** Selected excerpt **
Arming ourselves with two guns and a rifle, we scoured the Fiord for many miles round. No sooner did we fire at one seal that rose on the gig's bow, than another would poke his rat-like head above the water, at the stern, and a third and fourth on either beam. The report of our guns was incessant; and the multitudes of crows, wild geese, ducks, eagles, and gulls that croaked, and screamed, and whirled about above our heads, to hear the echoes rattling among their silent fastnesses, were incalculable.

Our seal-hunts, however, were most entertaining, and the excitement relaxed not for an instant. The seal dives as soon as it is fired at, or alarmed; but cannot remain for a prolonged period under water, nature making it compulsory that the animal should ascend to the surface for respiration. Having selected a particular seal, that appeared nearly as large as a sheep, we were determined, by dint of perseverance, to hunt it down. We divided our force in such a manner, that, rise where the animal would, one of us must immediately see it; for R—— took the starboard side of the gig, P—— went to port, and I stood at the stern, while the two sailors, one being a crack shot, kept watch a-head. None of us spoke; for the seal is as quick of hearing as of sight, and timid to a proverb; but it was arranged, that, whoever saw it first was to fire. We kept the boat broadside on, that is to say, her bow and stern faced either shore, and her two sides swept, up and down, the entire length of the Fiord. Regardless of myriads of gulls that flew close round our heads, screaming angrily, we abated not in attention to the water; and watched with straining eyes for the score of bubbles that usually precede the rising of a seal; and the water being brilliant and smooth as a looking-glass, they could not escape notice.

Up came a sleek head not twenty yards from me, and down it went again, just in time before my rifle ball struck the eddying water; and at the same instant both barrels of R——'s gun, discharged one after another, made the drum of my ear ring.

** Information supplied **
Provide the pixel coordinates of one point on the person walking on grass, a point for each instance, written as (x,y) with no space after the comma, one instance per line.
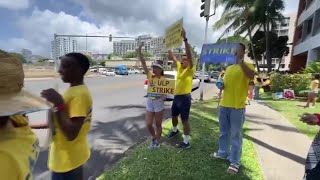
(154,105)
(232,110)
(312,166)
(182,100)
(313,93)
(69,149)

** Aim **
Please list every kind of bird that the seal-hunting passage names.

** The solution **
Crows, wild geese, ducks, eagles, gulls